Update everything from the line containing "Target: marine lifting box" down to the line containing "747 62 L 686" by replacing "marine lifting box" with "offshore lifting box", leaving all else unchanged, and return only those lines.

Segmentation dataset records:
=======

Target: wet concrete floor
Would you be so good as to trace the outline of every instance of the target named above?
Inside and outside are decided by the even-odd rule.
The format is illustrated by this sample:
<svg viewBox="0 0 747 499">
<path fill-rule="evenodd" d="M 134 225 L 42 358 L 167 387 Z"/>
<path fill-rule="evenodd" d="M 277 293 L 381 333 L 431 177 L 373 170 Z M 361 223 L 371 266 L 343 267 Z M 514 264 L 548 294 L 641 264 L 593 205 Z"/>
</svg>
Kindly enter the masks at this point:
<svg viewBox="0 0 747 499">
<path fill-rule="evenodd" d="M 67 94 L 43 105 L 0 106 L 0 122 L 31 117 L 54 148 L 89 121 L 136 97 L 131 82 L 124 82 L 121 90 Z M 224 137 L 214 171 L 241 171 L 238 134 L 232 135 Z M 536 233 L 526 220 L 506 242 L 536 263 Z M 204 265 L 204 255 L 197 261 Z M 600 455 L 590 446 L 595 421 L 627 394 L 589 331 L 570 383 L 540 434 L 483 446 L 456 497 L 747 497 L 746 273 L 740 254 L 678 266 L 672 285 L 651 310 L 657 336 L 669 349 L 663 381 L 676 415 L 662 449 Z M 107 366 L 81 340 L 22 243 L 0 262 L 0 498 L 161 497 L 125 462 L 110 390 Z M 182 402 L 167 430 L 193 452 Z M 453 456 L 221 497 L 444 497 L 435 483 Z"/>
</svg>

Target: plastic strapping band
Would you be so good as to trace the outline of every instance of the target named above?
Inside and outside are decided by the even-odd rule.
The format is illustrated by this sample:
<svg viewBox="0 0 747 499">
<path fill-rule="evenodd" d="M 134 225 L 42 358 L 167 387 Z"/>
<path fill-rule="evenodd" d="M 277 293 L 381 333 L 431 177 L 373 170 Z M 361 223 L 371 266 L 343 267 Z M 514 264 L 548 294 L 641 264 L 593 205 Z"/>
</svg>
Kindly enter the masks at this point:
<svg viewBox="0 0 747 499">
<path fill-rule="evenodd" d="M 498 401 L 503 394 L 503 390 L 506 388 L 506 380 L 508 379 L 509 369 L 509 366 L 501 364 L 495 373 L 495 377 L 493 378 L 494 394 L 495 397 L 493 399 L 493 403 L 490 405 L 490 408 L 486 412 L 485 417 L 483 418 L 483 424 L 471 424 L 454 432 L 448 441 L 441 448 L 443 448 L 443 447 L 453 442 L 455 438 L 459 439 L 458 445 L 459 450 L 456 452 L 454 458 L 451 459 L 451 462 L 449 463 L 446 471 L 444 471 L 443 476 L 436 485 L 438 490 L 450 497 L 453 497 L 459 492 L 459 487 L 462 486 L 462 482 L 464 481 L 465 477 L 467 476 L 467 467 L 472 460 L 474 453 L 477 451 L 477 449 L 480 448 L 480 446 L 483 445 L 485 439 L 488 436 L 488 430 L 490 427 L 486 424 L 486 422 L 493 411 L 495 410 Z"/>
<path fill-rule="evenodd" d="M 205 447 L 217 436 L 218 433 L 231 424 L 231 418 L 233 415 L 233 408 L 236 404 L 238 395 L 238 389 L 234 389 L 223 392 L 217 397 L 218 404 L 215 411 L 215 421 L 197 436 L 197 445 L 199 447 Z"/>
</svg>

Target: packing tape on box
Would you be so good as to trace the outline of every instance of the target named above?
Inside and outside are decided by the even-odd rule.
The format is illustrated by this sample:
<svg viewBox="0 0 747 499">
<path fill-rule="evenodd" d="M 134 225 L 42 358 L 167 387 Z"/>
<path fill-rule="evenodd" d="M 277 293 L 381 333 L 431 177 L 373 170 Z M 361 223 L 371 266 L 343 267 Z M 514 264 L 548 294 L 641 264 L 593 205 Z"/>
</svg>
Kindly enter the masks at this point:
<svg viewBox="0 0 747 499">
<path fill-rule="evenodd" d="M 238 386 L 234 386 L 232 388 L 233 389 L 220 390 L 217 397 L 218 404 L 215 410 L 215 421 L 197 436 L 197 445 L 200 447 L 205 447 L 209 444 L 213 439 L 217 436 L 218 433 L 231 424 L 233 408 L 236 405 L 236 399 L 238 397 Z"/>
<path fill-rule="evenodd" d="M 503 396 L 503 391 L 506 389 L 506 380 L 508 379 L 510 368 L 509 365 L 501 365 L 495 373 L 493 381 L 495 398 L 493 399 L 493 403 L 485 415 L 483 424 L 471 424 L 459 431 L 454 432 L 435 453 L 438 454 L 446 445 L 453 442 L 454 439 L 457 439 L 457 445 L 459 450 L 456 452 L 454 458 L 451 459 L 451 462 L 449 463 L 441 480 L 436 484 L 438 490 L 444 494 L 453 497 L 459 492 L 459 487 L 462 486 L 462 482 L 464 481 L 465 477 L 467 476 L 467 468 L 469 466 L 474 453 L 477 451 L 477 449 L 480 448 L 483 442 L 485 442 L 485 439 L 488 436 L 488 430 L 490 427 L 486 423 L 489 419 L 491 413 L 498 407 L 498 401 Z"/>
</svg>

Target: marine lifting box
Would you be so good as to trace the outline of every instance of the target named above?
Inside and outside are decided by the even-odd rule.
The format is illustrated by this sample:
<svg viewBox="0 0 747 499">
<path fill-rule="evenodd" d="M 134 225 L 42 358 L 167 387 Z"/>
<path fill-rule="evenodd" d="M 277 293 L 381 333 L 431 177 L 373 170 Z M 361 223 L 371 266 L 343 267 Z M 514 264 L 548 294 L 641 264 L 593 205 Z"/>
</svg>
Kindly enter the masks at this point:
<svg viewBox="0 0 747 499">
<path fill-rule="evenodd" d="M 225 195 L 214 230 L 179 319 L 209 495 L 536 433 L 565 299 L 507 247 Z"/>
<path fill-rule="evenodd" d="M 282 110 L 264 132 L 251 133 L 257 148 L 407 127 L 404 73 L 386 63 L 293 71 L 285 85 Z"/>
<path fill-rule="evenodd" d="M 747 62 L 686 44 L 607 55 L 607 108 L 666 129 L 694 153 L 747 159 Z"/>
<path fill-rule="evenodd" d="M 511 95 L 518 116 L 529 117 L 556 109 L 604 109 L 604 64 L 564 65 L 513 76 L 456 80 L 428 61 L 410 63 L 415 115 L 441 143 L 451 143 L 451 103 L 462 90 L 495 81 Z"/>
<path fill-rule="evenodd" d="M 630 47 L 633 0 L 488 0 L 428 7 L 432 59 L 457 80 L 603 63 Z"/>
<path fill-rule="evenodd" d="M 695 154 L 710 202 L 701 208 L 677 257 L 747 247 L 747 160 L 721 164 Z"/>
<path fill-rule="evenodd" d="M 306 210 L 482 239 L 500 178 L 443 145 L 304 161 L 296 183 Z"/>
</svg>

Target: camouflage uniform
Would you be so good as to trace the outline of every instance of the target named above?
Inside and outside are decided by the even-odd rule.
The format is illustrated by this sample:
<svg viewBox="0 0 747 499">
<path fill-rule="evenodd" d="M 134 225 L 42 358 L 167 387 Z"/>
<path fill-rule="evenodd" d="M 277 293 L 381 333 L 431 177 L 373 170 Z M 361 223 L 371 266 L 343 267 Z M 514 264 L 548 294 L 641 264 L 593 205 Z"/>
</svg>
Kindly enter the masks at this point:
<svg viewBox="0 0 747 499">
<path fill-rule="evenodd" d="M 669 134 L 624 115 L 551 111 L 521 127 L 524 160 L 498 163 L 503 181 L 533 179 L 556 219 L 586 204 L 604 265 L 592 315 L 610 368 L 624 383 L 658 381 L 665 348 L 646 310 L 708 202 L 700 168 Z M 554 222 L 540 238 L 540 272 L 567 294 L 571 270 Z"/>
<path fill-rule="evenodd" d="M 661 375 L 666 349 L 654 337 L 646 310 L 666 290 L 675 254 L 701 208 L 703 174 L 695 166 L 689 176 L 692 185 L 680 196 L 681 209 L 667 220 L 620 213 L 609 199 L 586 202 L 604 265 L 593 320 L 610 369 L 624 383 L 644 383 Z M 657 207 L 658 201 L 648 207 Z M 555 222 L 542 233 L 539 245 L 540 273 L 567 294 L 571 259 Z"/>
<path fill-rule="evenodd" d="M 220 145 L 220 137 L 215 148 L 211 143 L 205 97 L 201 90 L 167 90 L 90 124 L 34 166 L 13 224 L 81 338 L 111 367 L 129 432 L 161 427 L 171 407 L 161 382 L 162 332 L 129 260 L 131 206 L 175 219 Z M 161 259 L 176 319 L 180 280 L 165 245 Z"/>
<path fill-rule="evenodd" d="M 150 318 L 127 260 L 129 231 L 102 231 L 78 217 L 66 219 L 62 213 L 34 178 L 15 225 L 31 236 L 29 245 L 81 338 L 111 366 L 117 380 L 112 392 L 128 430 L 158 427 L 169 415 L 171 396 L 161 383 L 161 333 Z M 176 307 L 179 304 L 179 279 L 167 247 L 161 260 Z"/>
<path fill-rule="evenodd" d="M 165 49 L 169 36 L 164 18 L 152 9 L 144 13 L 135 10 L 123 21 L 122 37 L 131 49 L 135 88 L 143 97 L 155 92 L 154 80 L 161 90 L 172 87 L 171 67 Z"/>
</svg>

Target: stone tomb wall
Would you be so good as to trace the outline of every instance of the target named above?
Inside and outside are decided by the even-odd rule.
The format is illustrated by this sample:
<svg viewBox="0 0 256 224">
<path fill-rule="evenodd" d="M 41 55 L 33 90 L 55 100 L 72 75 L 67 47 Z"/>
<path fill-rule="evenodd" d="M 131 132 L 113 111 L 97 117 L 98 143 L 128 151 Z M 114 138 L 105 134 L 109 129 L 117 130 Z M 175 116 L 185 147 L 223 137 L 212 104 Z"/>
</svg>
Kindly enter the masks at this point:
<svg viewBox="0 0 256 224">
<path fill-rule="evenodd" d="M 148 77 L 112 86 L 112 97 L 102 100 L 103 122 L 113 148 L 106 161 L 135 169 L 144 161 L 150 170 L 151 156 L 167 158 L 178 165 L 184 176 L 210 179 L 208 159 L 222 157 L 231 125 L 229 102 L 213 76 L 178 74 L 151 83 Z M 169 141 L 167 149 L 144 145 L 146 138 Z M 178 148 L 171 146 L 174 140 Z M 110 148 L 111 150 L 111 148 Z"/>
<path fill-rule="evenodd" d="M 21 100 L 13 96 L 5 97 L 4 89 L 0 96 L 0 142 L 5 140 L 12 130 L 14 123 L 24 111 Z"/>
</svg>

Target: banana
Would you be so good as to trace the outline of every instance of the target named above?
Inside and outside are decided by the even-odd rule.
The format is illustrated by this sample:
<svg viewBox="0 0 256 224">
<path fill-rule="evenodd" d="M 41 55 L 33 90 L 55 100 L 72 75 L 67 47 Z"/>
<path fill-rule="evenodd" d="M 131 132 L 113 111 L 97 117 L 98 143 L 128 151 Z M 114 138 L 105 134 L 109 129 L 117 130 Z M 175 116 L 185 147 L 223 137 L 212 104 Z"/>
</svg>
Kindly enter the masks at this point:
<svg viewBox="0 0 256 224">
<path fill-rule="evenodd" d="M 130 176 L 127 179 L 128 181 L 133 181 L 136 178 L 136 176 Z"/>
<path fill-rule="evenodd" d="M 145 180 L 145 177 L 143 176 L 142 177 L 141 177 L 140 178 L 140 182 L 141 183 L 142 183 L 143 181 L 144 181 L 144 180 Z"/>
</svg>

=======

* EXERCISE SOLUTION:
Target: offshore lifting box
Would you be so good as to trace the outline of every instance of the target named above?
Inside and outside are decided by the even-odd rule.
The format is illustrated by this sample:
<svg viewBox="0 0 747 499">
<path fill-rule="evenodd" d="M 134 225 L 42 358 L 167 387 Z"/>
<path fill-rule="evenodd" d="M 277 293 L 381 333 L 431 177 L 373 170 Z M 361 223 L 371 266 L 343 267 Z M 514 264 L 548 294 L 641 264 L 593 205 Z"/>
</svg>
Kindly enter the masks at this point:
<svg viewBox="0 0 747 499">
<path fill-rule="evenodd" d="M 225 195 L 214 230 L 179 319 L 209 495 L 536 433 L 565 299 L 507 247 Z"/>
<path fill-rule="evenodd" d="M 282 110 L 264 132 L 251 133 L 257 148 L 407 127 L 404 73 L 386 63 L 293 71 L 285 85 Z"/>
<path fill-rule="evenodd" d="M 747 62 L 686 44 L 607 55 L 607 108 L 666 129 L 694 153 L 747 159 Z"/>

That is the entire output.